## Exercise requirements
1. Answer these questions about the thread on the cat and the fish tank:
(a) What kind of fish did the cat catch?
(b) What is the cat's name?
(c) What does Piranha Guru suggest getting?
2. Write out the passage of the thread on the cat and the fish tank starting with "# Amazing....lol - Picture" and going on through "top water level.".

# Amazing....lol - Picture added...



## Grosse Gurke (Jan 3, 2003)

So Im sitting there watching poker on tv...and my cat...who is constantly watching my tank makes this huge move. He jumps up and hits the side of the tank and Im thinking what a dumbass..he is making a move for a fish. Well...as it turns out...he succeeded. After he lands on the ground he moves to the back wall...and I figure a fish might have jumped out of the tank. It turns out that it is my diamond goby...that is totally a bottom feeder. I have no idea how he snagged this fish. The water level is at least 3" below the edge of the tank...and this guy doesnt go anywhere near the top water level.

Anyways...the goby is trapped under a power cord...so I pick him up and tossed him back in the tank and he is doing fine. I guess I need to give Marvin a little more credit around the tank. BTW..Marvin sits on a table that is about a foot away from the tank and at least two feed lower then the top edge of the tank...totally amazing that he could grab that guy...lol.


----------



## Piranha Guru (Nov 24, 2005)

Sounds like you need to get a lid or protective screen!


----------



## ju5tin95 (Nov 25, 2008)

haha thats funny my cats constantly sit and watch my p's, id better keep a good eye on em'


----------



## Grosse Gurke (Jan 3, 2003)

Thought I should add a picture of the culprit
















And to give you a little perspective of how high he had to jump to get into the tank.









I dont think I will do anything to prevent him from fishing....it really was a once in a life time shot I think.


----------



## notaverage (Sep 10, 2005)

Hmmm...he got in there huh...thats pretty crazy.
Did he hang on the side of it or something???
Or did he stand on the light?

Point-based annotation data:
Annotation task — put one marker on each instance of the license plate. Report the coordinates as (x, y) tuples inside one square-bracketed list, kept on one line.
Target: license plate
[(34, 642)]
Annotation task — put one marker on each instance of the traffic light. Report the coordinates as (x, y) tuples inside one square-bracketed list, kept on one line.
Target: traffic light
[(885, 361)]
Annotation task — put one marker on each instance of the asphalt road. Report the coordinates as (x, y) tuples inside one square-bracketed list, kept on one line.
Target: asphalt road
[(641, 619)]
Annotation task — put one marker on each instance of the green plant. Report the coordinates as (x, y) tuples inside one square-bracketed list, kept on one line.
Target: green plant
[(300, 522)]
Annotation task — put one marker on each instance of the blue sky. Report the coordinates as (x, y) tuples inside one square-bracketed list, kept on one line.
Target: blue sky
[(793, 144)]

## Set of answers
1.
(a) A diamond goby.
(b) Marvin.
(c) A lid or protective screen.

2.
# Amazing....lol - Picture added...



## Grosse Gurke (Jan 3, 2003)

So Im sitting there watching poker on tv...and my cat...who is constantly watching my tank makes this huge move. He jumps up and hits the side of the tank and Im thinking what a dumbass..he is making a move for a fish. Well...as it turns out...he succeeded. After he lands on the ground he moves to the back wall...and I figure a fish might have jumped out of the tank. It turns out that it is my diamond goby...that is totally a bottom feeder. I have no idea how he snagged this fish. The water level is at least 3" below the edge of the tank...and this guy doesnt go anywhere near the top water level.